# Travail demandé:
Prolongez le texte ci-dessous sur le report des congés payés selon la CJUE, en reprenant juste après sa dernière phrase.

La CJUE semble donc admettre la nécessité de prévoir une limitation temporelle au droit au report, dès lors qu’un cumul illimité des droits à congé payé, acquis par un salarié en incapacité de travail pendant plusieurs périodes de référence consécutives, ne serait pas conforme à la finalité du congé et préjudicierait aux intérêts de l’employeur. Certains auteurs l'affirment.

Elle rappelle toutefois que le travailleur, dont le droit au congé annuel payé est perdu à la fin d'une période de report, doit avoir été en mesure d'exercer ce droit en temps utile, ce qui n’est pas le cas si l’employeur a été défaillant (CJUE 22-9-2022 aff. 120/21 : RJS 1/23 n° 45).

# Données enregistrées:
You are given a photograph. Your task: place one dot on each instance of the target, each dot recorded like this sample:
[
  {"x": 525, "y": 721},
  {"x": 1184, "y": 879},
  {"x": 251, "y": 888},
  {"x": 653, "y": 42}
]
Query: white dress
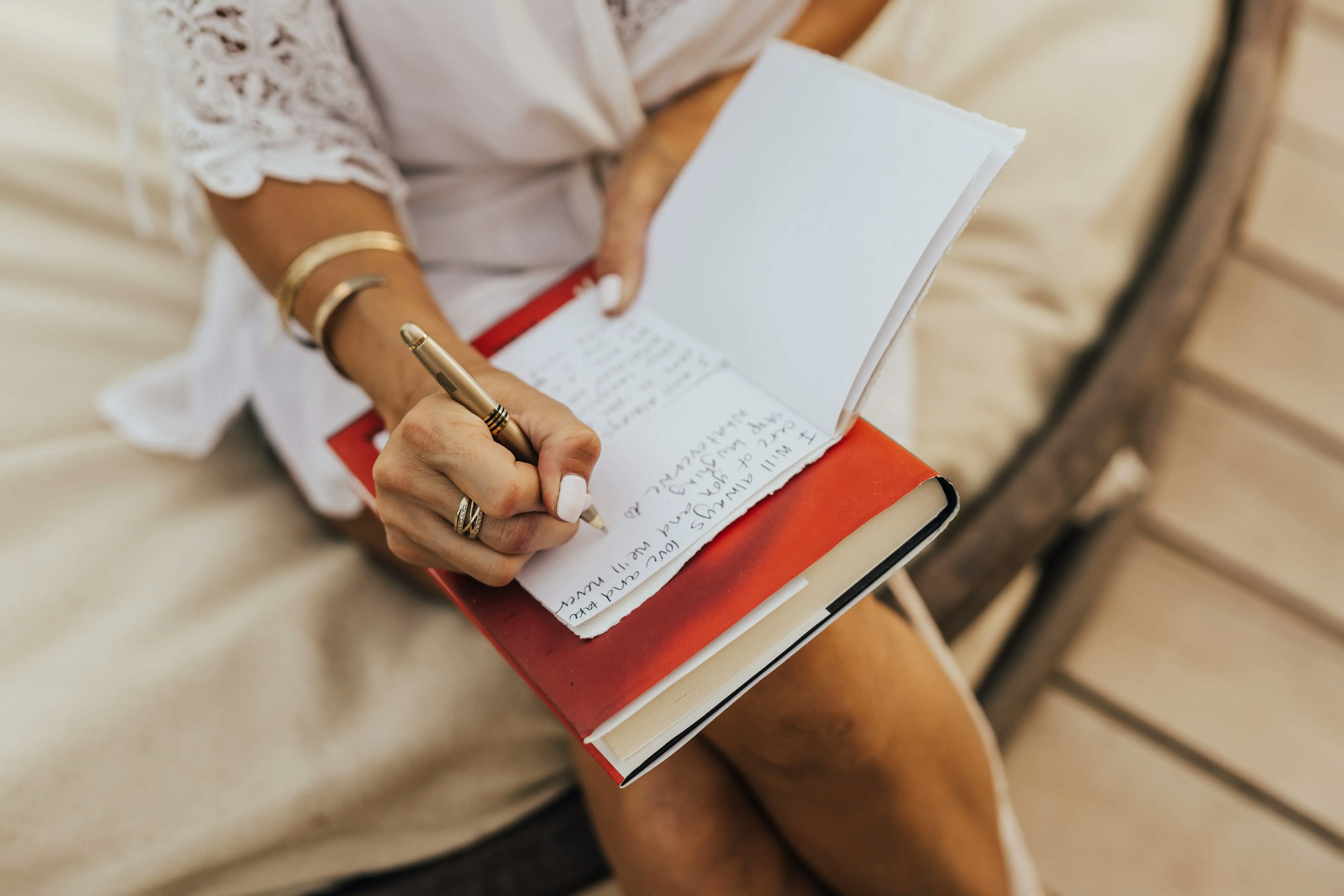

# Problème résolu:
Il appartient à l’État membre, et non à la CJUE, de définir la durée de report applicable

 Le conseil de prud’hommes d’Agen demandait, en substance, à la CJUE de définir la durée de report applicable au droit au congé annuel payé, visé à l’article 7 de la directive 2003/88, en cas de période de référence égale à une année. La CJUE se déclare incompétente

La détermination d’une durée de report applicable au droit au congé annuel payé relève des conditions d’exercice et de mise en œuvre du droit au congé annuel payé qu’il appartient aux seuls États membres de définir. Elle incombe, par conséquent, à la France. Le rôle de la CJUE se limite à vérifier si la durée de report fixée par un État membre ne porte pas atteinte au droit au congé annuel payé.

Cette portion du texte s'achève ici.